__ABOUT THIS EXERCISE__. Start at the top line and retype the data exactly through to the end.

__Excerpts from a dataset__.
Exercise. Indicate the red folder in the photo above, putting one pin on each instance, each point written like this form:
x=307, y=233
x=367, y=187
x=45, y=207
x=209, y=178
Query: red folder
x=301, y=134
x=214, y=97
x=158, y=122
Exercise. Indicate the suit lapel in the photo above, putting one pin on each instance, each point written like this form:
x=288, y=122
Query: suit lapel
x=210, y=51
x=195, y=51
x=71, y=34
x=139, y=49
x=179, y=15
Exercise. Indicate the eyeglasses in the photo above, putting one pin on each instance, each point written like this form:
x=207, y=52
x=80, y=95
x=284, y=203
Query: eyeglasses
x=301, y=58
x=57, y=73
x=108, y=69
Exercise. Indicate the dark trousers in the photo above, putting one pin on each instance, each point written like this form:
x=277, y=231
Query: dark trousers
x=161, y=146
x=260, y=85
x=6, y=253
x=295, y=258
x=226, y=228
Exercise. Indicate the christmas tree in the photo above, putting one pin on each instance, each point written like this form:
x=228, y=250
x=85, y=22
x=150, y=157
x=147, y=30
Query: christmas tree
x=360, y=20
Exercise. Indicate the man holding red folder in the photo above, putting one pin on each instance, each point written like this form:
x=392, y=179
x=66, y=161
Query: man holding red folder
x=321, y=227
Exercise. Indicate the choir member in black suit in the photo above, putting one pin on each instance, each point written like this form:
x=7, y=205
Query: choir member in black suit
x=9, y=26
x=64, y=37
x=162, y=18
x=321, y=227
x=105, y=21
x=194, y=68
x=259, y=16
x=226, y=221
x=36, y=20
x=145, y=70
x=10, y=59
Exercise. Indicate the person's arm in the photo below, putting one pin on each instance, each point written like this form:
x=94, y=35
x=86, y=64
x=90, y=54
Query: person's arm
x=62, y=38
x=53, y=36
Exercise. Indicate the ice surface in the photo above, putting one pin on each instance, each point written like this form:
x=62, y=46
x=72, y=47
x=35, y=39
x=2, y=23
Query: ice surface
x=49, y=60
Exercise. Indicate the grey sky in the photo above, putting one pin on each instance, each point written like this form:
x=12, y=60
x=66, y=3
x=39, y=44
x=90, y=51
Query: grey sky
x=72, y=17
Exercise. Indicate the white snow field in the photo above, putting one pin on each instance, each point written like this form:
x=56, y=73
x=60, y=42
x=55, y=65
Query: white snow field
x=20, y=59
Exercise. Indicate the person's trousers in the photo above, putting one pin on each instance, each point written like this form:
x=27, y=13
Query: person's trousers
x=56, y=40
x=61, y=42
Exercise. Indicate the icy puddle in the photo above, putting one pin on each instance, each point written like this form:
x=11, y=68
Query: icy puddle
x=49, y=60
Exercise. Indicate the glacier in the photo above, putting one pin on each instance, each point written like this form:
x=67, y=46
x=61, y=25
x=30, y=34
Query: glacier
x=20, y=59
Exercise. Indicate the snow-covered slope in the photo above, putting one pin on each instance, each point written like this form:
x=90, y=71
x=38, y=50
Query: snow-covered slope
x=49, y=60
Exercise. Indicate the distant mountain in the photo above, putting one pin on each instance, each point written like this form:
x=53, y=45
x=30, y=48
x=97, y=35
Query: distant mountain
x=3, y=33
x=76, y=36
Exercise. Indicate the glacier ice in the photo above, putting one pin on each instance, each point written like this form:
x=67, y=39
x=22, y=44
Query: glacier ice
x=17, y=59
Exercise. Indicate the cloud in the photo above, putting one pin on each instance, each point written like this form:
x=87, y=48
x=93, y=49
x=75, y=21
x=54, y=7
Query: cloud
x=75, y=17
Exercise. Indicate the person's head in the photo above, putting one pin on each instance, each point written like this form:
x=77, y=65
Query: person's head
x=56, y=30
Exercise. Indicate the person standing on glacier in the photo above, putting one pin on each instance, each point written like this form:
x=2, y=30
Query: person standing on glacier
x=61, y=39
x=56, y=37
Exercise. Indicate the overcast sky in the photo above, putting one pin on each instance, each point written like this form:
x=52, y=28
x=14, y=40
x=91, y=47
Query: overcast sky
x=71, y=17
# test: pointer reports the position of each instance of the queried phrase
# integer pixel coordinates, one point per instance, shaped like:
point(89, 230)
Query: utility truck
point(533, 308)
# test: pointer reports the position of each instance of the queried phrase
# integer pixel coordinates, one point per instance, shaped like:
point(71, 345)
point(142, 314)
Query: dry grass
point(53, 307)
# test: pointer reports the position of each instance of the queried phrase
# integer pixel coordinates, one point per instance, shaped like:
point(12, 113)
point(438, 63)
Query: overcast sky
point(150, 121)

__SOLUTION__.
Exercise. Indicate the red folder in the photo above, putting one pin on each instance, each point written like this form:
x=307, y=233
x=367, y=187
x=45, y=207
x=209, y=178
Query: red folder
x=301, y=134
x=214, y=97
x=158, y=122
Exercise. Indicate the suit lapel in the photo above, putting one pin on each instance, each point written like this form:
x=288, y=122
Query: suit lapel
x=210, y=51
x=195, y=51
x=71, y=34
x=139, y=49
x=179, y=15
Exercise. Indicate the eyeglasses in the photo above, putting one pin on each instance, each point written like this form:
x=207, y=52
x=80, y=95
x=284, y=203
Query: eyeglasses
x=301, y=58
x=57, y=73
x=108, y=69
Exercise. Indicate the dark trousers in the photo above, putting one pin on each instance, each point written like this form:
x=277, y=231
Query: dark trousers
x=161, y=146
x=260, y=85
x=6, y=253
x=295, y=258
x=226, y=228
Exercise. Indicate the christmas tree in the photo above, putting one pin on each instance, each point written like this form:
x=228, y=250
x=85, y=22
x=150, y=157
x=147, y=30
Query: christmas tree
x=360, y=20
Exercise. Indicate the man holding red folder in the photo above, putting one pin on each instance, each point written like this form:
x=392, y=179
x=66, y=161
Query: man holding red folder
x=321, y=227
Exercise. Indicate the choir member in black suit in the photo above, putting one pin on each instance, each point written like this form:
x=7, y=205
Query: choir member in black suit
x=9, y=26
x=64, y=37
x=162, y=18
x=321, y=227
x=105, y=21
x=194, y=68
x=259, y=16
x=226, y=221
x=36, y=20
x=145, y=70
x=10, y=59
Exercise. Indicate the person's arm in the photo below, putting one pin on each instance, each point written like this form:
x=94, y=35
x=86, y=64
x=90, y=54
Query: person's arm
x=62, y=38
x=53, y=36
Exercise. Indicate the ice surface in the photo above, putting one pin on each instance, each point written like this form:
x=62, y=46
x=72, y=47
x=35, y=39
x=2, y=23
Query: ice surface
x=49, y=60
Exercise. Indicate the grey sky in the photo above, putting one pin on each instance, each point written like this form:
x=12, y=60
x=66, y=3
x=39, y=44
x=90, y=51
Query: grey sky
x=72, y=17
Exercise. Indicate the white snow field in the photo above, putting one pin on each instance, each point written like this form:
x=56, y=73
x=60, y=42
x=55, y=65
Query: white snow field
x=20, y=59
Exercise. Indicate the person's trousers in the photo above, putting one pin on each instance, each point written like this form:
x=27, y=13
Query: person's trousers
x=56, y=40
x=61, y=42
Exercise. Indicate the icy puddle in the photo above, putting one pin on each instance, each point written like this form:
x=11, y=68
Query: icy puddle
x=49, y=60
Exercise. Indicate the glacier in the photo above, putting one pin on each instance, each point written like this form:
x=67, y=46
x=61, y=25
x=30, y=34
Query: glacier
x=20, y=59
Exercise. Indicate the snow-covered slope in the photo above, putting one pin on each instance, each point written like this form:
x=90, y=71
x=38, y=50
Query: snow-covered slope
x=49, y=60
Exercise. Indicate the distant mountain in the photo above, putting one pin on each instance, each point written like this form:
x=53, y=45
x=30, y=48
x=97, y=35
Query: distant mountain
x=3, y=33
x=76, y=36
Exercise. Indicate the glacier ice in the photo above, putting one pin on each instance, each point written like this form:
x=67, y=39
x=22, y=44
Query: glacier ice
x=17, y=59
Exercise. Indicate the cloud in the photo above, putting one pin on each instance, each point written like this form:
x=87, y=48
x=93, y=49
x=75, y=21
x=54, y=7
Query: cloud
x=75, y=17
Exercise. Indicate the person's head in the photo above, putting one pin on each instance, each point written like this form:
x=77, y=65
Query: person's head
x=56, y=30
Exercise. Indicate the person standing on glacier in the photo above, putting one pin on each instance, each point written like this form:
x=2, y=30
Query: person standing on glacier
x=61, y=39
x=56, y=37
Exercise. Indicate the overcast sky in the photo above, putting one pin on each instance, each point written like this form:
x=52, y=28
x=14, y=40
x=91, y=47
Query: overcast sky
x=71, y=17
# test: pointer reports the position of each instance of the queried phrase
# integer pixel coordinates, one point per instance, shaped like:
point(89, 230)
Query: utility truck
point(533, 308)
# test: pointer reports the position of each instance of the queried phrase
# integer pixel coordinates, one point per instance, shaped like:
point(71, 345)
point(142, 314)
Query: dry grass
point(53, 307)
# test: pointer reports the position of each instance of the queried phrase
# integer pixel coordinates, one point per instance, shaped like:
point(12, 113)
point(438, 63)
Query: overcast sky
point(150, 121)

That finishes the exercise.